Some data

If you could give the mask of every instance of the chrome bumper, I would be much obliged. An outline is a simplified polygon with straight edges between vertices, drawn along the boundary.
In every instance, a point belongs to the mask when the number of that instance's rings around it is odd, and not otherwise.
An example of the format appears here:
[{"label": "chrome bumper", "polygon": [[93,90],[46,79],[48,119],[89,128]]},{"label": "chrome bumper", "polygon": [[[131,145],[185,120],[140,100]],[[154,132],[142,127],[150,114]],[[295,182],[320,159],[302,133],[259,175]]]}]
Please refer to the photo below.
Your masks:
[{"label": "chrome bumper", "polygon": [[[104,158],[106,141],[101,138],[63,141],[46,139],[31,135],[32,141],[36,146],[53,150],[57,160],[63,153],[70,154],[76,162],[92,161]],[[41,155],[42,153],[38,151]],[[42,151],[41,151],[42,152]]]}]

Instruction: Render the data above as a numbered list, leaving out any blank lines.

Correct response:
1. If you could give the mask of every instance of the chrome bumper, I would be much obliged. An outline is a simplified polygon with straight edges between vertices, drawn along the boundary.
2. In every instance, a point belongs to the mask when the number of that instance's rings around it is odd, and not otherwise.
3. An example of the format appears here:
4. [{"label": "chrome bumper", "polygon": [[93,90],[46,79],[48,119],[89,128]]},{"label": "chrome bumper", "polygon": [[[131,145],[185,120],[140,100]],[[154,132],[142,127],[150,114]],[[295,182],[320,159],[302,133],[259,175]]]}]
5. Please refer to the photo below.
6. Your masks:
7. [{"label": "chrome bumper", "polygon": [[[104,158],[106,141],[101,138],[63,141],[46,139],[31,135],[32,141],[36,146],[53,150],[57,160],[63,153],[70,154],[76,162],[92,161]],[[41,155],[42,153],[38,151]],[[42,151],[41,151],[42,152]]]}]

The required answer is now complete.